Exclude the pictures and retype the entries as written.

— Begin —

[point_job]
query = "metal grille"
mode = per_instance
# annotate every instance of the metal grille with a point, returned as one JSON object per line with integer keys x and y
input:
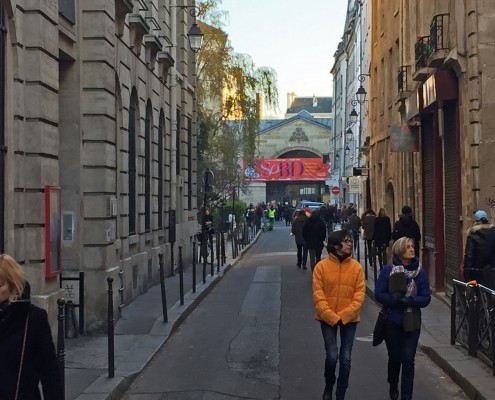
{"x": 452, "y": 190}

— End —

(Expected answer):
[point_job]
query = "metal grille"
mode = per_instance
# annotate every instance of the metal grille with a point, returned as one JSON object per line with integer keys x and y
input:
{"x": 452, "y": 190}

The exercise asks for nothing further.